## TASK MATERIAL
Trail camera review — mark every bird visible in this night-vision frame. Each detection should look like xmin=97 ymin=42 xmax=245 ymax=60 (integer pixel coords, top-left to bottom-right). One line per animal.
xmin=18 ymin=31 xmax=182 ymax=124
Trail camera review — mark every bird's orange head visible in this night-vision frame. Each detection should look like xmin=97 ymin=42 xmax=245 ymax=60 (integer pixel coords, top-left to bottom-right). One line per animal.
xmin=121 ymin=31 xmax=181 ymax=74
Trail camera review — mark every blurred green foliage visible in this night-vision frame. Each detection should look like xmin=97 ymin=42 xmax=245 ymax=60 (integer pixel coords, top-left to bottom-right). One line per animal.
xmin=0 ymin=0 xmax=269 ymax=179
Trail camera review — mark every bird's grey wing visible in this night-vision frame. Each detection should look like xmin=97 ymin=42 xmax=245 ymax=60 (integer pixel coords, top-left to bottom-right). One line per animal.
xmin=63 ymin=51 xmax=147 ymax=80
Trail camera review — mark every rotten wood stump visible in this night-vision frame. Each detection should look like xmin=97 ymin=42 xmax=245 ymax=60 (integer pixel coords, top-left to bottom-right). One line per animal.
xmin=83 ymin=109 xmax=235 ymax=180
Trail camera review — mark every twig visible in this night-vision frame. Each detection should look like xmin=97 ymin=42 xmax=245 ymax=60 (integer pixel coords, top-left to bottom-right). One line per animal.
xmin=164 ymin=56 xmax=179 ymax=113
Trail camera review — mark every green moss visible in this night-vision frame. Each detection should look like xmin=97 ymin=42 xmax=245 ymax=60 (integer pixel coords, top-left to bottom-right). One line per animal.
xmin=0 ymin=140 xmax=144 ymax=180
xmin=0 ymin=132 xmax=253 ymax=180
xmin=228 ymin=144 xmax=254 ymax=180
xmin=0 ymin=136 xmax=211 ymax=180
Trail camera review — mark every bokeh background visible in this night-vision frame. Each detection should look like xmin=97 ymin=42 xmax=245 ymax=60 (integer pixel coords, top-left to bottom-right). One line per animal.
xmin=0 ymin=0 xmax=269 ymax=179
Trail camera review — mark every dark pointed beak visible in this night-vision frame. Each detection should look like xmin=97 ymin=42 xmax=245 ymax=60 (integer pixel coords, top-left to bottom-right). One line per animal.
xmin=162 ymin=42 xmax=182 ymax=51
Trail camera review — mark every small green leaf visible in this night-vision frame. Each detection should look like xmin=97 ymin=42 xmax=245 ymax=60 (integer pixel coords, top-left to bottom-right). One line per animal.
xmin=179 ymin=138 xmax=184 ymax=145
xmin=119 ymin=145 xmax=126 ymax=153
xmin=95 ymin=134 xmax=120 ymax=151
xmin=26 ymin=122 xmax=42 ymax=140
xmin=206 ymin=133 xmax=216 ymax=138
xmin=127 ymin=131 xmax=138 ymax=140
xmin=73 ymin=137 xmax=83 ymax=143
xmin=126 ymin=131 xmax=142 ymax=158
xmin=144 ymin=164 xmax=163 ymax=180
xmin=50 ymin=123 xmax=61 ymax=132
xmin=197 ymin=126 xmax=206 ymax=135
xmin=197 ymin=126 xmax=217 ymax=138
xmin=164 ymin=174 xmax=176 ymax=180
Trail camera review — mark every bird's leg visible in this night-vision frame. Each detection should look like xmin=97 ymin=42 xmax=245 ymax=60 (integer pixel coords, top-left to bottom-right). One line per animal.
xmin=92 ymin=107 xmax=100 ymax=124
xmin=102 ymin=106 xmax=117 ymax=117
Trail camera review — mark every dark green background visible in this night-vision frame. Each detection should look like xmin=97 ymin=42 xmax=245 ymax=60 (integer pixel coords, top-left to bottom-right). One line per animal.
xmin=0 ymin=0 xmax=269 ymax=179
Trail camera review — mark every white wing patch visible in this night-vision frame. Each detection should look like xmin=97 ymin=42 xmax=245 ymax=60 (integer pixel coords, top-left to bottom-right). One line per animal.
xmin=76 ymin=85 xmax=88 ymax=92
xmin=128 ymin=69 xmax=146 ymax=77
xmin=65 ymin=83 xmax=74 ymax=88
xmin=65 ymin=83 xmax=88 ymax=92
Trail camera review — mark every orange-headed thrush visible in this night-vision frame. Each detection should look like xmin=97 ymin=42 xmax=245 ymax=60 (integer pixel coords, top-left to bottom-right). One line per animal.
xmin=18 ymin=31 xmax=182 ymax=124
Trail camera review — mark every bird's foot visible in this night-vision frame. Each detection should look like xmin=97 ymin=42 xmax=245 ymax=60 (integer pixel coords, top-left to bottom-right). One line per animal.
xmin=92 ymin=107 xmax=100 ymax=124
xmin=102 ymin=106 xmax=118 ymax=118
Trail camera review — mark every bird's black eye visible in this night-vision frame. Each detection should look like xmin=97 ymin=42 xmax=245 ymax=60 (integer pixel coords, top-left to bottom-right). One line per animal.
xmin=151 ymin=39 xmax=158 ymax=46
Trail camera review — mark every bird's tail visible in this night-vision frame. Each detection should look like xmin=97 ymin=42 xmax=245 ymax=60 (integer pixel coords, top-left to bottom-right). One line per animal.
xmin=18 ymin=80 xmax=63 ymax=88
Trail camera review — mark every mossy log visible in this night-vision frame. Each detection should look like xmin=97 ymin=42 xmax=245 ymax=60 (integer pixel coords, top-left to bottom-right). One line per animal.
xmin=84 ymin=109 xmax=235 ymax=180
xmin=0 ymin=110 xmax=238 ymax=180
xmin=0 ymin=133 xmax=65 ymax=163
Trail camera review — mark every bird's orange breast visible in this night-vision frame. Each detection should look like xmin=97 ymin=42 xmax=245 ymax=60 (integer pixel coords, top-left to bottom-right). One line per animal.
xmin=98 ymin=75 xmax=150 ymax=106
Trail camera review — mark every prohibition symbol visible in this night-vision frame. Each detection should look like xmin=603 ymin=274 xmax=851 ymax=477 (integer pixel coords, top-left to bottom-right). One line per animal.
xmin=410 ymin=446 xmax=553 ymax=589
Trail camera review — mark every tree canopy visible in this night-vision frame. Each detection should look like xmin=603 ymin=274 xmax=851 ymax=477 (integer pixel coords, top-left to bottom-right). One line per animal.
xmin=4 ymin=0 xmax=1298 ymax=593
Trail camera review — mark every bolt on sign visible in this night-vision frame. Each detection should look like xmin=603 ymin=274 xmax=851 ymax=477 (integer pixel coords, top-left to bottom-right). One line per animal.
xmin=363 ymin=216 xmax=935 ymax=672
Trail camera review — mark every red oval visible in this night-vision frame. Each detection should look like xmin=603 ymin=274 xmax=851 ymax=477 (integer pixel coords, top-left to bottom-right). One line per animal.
---
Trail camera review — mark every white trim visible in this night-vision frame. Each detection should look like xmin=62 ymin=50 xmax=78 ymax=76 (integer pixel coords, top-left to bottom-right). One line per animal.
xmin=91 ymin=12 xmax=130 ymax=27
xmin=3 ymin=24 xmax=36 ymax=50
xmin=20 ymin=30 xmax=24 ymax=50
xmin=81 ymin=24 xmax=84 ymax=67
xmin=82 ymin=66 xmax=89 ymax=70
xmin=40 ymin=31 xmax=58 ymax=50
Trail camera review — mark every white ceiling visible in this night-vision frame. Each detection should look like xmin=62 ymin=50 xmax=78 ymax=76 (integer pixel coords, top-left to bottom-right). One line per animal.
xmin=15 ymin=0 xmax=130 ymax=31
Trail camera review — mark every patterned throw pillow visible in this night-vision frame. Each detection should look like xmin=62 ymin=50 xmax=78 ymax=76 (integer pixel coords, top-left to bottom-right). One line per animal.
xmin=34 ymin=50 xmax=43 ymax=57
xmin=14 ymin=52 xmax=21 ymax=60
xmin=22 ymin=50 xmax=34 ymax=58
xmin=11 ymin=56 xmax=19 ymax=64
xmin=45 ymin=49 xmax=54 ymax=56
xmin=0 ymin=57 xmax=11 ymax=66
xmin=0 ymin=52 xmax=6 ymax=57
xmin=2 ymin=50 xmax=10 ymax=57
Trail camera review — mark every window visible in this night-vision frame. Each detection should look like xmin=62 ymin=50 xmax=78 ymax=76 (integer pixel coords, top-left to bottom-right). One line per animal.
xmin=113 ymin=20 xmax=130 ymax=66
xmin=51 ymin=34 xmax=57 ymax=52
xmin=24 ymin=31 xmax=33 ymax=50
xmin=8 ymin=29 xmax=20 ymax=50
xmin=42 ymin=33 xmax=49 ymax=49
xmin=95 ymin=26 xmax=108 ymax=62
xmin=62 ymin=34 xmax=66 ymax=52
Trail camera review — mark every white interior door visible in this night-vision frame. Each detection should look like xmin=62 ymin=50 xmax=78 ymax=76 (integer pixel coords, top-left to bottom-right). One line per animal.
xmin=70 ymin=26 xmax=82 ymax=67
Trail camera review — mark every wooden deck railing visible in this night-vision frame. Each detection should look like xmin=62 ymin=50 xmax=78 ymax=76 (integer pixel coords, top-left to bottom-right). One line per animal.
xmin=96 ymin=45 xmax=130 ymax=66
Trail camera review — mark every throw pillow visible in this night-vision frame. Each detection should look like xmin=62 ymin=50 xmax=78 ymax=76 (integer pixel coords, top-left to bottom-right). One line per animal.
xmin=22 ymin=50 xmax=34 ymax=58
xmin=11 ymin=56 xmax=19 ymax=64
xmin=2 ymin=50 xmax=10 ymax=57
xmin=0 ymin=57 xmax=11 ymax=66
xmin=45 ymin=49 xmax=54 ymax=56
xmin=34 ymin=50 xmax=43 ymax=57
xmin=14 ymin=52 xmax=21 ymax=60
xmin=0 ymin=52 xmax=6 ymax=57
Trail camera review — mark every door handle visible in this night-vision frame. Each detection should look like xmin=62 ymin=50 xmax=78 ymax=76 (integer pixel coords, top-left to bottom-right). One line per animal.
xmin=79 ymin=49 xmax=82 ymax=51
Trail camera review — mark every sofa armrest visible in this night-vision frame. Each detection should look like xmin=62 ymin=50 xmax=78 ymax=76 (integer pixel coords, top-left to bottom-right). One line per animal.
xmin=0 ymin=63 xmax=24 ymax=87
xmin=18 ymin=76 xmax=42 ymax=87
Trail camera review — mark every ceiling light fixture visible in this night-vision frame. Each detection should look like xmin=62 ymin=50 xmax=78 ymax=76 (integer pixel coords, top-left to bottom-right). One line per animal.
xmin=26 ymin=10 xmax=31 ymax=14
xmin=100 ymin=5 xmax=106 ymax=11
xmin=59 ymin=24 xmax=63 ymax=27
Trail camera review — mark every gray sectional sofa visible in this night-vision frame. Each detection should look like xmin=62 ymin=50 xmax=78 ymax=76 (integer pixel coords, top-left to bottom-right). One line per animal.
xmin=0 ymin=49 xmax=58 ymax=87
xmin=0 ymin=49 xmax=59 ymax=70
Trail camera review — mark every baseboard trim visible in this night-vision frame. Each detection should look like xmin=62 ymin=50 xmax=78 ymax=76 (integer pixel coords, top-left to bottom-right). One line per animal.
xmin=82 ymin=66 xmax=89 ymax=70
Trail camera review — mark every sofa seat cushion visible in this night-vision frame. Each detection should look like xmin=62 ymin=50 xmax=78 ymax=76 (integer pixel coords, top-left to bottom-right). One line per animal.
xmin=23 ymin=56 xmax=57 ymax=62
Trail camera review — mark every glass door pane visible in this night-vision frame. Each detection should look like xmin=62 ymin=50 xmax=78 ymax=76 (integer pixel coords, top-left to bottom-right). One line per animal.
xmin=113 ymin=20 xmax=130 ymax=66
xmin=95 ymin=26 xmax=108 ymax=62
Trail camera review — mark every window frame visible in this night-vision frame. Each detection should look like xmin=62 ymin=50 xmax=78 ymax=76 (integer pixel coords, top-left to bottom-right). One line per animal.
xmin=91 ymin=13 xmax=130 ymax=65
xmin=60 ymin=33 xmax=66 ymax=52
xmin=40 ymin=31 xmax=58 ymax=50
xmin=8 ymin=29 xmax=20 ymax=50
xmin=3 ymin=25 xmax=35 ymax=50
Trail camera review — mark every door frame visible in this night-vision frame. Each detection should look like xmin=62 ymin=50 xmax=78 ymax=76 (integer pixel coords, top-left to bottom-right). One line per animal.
--
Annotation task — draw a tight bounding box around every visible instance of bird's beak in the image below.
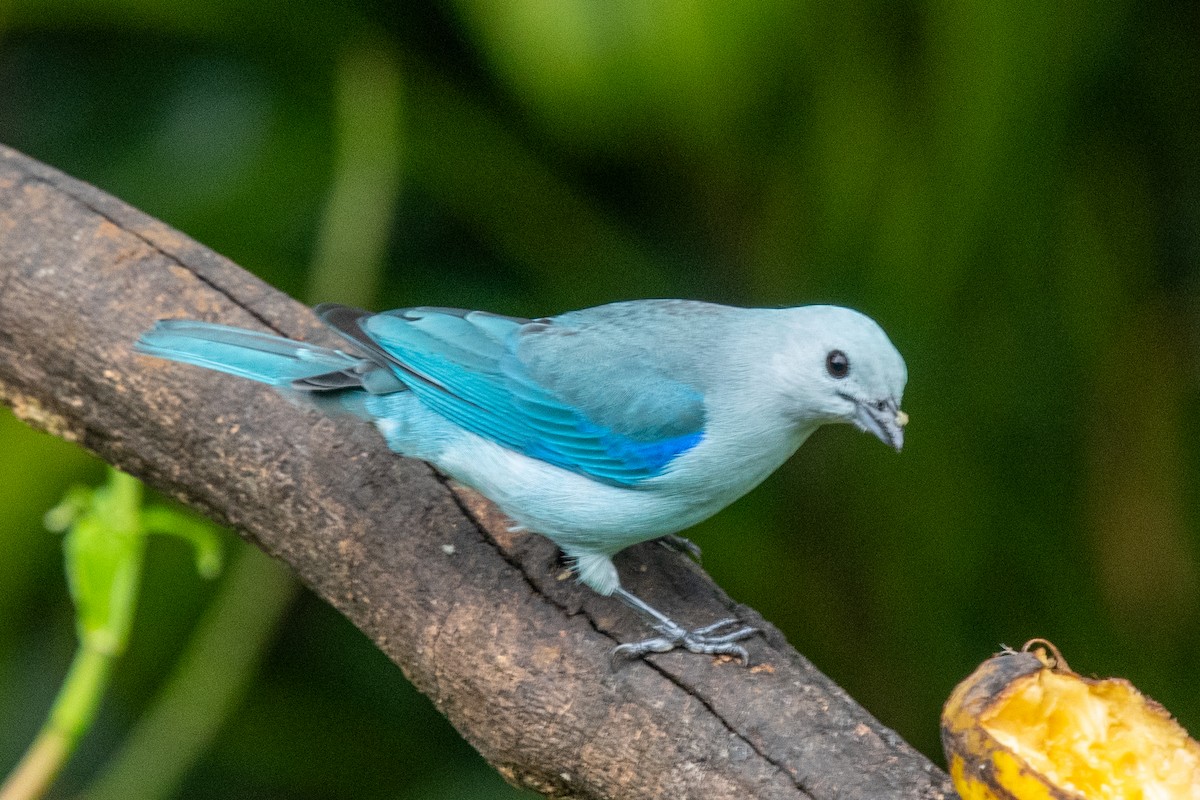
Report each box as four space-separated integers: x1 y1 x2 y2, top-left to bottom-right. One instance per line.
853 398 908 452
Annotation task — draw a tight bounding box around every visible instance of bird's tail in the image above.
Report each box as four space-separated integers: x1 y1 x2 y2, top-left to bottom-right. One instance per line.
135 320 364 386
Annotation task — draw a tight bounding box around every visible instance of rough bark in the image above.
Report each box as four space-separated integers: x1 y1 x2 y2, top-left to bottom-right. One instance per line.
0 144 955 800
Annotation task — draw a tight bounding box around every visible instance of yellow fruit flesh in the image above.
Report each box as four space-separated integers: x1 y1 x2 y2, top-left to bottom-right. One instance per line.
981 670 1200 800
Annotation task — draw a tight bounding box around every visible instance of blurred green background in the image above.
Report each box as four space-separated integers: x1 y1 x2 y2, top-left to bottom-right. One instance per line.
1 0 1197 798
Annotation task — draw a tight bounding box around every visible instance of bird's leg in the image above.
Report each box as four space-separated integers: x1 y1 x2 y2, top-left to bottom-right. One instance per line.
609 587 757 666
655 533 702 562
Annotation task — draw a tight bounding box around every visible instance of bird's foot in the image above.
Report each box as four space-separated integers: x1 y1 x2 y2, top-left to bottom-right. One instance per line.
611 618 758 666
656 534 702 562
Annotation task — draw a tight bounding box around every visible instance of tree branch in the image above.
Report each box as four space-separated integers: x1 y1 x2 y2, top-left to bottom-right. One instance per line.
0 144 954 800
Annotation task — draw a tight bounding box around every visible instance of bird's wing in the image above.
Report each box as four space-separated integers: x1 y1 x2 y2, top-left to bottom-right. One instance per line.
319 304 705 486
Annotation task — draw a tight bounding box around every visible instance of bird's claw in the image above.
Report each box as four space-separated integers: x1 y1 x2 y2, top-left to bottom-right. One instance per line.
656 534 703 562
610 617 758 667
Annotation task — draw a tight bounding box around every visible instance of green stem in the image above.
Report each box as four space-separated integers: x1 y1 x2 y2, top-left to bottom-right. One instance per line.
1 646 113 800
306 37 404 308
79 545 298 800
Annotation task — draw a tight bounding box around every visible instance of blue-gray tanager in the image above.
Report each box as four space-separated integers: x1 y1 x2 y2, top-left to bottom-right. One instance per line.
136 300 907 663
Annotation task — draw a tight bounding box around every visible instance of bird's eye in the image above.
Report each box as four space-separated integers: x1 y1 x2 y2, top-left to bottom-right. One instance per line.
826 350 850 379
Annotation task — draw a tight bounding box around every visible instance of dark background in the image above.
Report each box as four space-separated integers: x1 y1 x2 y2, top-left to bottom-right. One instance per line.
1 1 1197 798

## EXERCISE INSTRUCTIONS
All that is wanted is the stretch of lines above from the one containing "green background in the image above." through the one containing "claw in the image above.", duplicated exactly.

## RESULT
Annotation task — draw a tight bounding box around every visible instance of blurred green background in the image above.
Report each box as four space-separated integers: x1 y1 x2 y2, top-left to bottom-right. One instance per line.
1 0 1197 798
Annotation task — draw a tight bounding box around every visible instance of bird's leg in the image above.
Report each box as four space-separated integers: x1 y1 x2 y2, top-left to bottom-right. One instance per line.
609 587 757 666
655 533 702 562
Annotation task — draw a tight bounding box around every visible instance of bird's foot in the image above.
Report each box as four space-separated integers: x1 y1 x2 y2, top-left to bottom-right. One instance per line.
611 618 758 666
656 534 702 562
Annotation task — draw a tight bounding box around every visible instance of tree branch in the image above.
Report each box as four space-separated integers: x1 y1 x2 y2, top-left to bottom-right. One instance per line.
0 144 954 800
Annotation task — draw a tight bounding box around every visible instance of bird's wing in the image above.
Report each box as four space-separated integers: x1 y1 x2 y2, top-left to bottom-right. One instance per line.
319 304 705 486
Annotation task — draw a tight bounding box around every visible instance of bird's claw in the image above.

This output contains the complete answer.